Return each line exactly as written. Begin with the first line of the entries and end with the line that has "Target = purple fleece jacket".

Start of Data supplied

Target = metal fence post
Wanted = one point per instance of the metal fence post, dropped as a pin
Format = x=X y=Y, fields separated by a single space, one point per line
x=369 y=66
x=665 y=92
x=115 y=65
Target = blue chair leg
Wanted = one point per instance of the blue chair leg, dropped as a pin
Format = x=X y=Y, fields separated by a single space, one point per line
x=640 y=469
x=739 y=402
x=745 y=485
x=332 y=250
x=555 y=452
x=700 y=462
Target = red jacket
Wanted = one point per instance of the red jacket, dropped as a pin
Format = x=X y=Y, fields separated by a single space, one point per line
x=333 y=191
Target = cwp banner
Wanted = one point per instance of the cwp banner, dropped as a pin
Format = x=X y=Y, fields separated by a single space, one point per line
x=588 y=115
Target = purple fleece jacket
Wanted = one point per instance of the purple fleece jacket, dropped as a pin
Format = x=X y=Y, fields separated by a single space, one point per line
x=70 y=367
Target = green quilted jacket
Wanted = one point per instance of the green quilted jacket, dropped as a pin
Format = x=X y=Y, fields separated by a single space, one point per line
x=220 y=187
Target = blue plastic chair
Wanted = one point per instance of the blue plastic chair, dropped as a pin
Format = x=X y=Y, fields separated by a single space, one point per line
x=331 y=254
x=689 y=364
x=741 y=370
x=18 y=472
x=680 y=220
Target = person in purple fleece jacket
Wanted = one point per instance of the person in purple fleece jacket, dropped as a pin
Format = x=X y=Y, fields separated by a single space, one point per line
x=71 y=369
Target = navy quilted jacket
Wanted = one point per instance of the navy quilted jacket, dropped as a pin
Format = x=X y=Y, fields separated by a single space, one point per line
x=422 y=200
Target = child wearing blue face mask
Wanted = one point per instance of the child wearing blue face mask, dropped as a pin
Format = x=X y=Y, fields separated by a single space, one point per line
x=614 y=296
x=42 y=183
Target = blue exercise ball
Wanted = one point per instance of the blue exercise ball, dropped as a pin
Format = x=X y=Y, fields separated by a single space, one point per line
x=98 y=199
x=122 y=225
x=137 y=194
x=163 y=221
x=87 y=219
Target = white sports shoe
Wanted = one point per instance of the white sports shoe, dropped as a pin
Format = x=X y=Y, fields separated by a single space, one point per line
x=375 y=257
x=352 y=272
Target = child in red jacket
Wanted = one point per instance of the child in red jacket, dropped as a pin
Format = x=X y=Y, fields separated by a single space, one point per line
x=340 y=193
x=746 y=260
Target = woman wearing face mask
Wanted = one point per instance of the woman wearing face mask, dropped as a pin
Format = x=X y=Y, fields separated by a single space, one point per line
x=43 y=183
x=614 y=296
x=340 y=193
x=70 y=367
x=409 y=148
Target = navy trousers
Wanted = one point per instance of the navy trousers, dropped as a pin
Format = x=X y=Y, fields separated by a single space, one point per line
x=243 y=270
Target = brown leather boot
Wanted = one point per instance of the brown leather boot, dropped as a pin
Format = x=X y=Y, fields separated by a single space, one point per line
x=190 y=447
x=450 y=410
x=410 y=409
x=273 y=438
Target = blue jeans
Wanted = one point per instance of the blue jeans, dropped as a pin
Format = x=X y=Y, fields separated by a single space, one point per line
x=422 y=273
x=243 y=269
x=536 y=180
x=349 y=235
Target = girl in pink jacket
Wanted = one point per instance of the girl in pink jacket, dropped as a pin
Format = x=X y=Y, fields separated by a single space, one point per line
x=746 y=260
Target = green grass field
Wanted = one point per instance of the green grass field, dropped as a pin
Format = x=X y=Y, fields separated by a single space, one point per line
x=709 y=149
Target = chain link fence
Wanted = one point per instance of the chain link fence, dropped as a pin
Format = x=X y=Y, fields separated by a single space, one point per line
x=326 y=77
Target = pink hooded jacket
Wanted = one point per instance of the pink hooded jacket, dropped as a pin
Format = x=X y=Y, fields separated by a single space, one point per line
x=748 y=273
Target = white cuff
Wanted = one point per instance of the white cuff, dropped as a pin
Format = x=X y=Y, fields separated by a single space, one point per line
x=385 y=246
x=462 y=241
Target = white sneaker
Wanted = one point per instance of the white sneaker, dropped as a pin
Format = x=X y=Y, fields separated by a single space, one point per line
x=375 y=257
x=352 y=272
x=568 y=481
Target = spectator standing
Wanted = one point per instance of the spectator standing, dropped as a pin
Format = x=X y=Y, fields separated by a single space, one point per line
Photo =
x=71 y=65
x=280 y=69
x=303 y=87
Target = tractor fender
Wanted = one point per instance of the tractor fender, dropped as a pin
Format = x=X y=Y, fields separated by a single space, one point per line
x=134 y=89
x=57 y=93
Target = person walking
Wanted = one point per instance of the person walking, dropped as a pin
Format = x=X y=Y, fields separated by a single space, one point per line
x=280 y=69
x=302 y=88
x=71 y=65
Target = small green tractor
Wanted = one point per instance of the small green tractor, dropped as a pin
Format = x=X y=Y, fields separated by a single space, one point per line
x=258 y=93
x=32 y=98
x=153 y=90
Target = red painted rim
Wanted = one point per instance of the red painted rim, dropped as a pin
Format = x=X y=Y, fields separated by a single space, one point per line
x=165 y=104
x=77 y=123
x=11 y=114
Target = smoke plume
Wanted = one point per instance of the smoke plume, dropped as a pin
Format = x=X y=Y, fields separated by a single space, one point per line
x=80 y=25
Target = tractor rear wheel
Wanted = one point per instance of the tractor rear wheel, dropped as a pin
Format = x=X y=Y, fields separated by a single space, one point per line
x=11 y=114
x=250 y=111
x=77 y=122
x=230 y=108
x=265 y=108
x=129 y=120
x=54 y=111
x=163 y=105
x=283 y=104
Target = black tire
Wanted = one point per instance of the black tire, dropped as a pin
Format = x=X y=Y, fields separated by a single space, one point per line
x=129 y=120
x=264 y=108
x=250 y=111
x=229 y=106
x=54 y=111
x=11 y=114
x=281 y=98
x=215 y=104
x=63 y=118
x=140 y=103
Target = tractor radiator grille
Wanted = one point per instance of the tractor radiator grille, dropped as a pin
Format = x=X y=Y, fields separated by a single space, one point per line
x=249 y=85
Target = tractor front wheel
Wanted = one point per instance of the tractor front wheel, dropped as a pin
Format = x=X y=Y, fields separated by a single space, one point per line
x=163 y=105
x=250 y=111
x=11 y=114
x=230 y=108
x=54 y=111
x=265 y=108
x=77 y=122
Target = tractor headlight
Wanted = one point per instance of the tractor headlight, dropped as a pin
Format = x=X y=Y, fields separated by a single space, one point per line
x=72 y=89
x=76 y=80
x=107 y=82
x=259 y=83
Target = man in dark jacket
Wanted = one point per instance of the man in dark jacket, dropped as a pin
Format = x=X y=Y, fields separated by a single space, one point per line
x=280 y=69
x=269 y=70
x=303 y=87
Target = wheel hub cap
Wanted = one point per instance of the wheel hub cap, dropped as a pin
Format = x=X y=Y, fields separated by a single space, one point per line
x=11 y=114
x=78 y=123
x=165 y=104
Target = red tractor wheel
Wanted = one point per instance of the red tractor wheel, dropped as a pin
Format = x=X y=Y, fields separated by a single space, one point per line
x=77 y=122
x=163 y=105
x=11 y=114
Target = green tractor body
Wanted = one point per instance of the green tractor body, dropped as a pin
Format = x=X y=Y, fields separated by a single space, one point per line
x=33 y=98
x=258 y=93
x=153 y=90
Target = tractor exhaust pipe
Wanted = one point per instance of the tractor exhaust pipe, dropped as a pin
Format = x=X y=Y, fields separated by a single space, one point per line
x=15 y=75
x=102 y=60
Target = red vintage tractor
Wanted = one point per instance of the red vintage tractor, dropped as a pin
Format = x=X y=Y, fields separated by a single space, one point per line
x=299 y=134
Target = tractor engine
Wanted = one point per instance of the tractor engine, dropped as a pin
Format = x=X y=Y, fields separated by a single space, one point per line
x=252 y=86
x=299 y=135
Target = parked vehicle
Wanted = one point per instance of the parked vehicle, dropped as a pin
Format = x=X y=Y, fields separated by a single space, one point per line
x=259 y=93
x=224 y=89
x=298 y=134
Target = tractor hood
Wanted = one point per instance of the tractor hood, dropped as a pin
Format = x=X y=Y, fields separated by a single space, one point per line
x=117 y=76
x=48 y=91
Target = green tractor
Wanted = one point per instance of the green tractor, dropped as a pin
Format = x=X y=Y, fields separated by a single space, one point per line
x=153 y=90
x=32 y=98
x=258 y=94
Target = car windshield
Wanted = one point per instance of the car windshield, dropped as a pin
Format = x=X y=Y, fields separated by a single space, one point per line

End of Data supplied

** Answer area **
Target = metal fence post
Wanted = one point per instance of the metal fence post, dropped as a pin
Format = x=X y=Y, fields separated by a single space, one point per line
x=369 y=66
x=665 y=92
x=115 y=65
Target = blue chair leg
Wanted = one point per instance of the blue chair leg, dropped as a pin
Format = x=X y=Y, fields separated by a single space, one point per line
x=640 y=469
x=739 y=402
x=745 y=485
x=332 y=250
x=555 y=452
x=700 y=462
Target = red jacket
Wanted = one point per instance of the red jacket, dropped as a pin
Format = x=X y=Y, fields separated by a single space, one point per line
x=333 y=191
Target = cwp banner
Wanted = one point per instance of the cwp banner, dropped as a pin
Format = x=X y=Y, fields separated by a single space, one point per line
x=588 y=115
Target = purple fleece jacket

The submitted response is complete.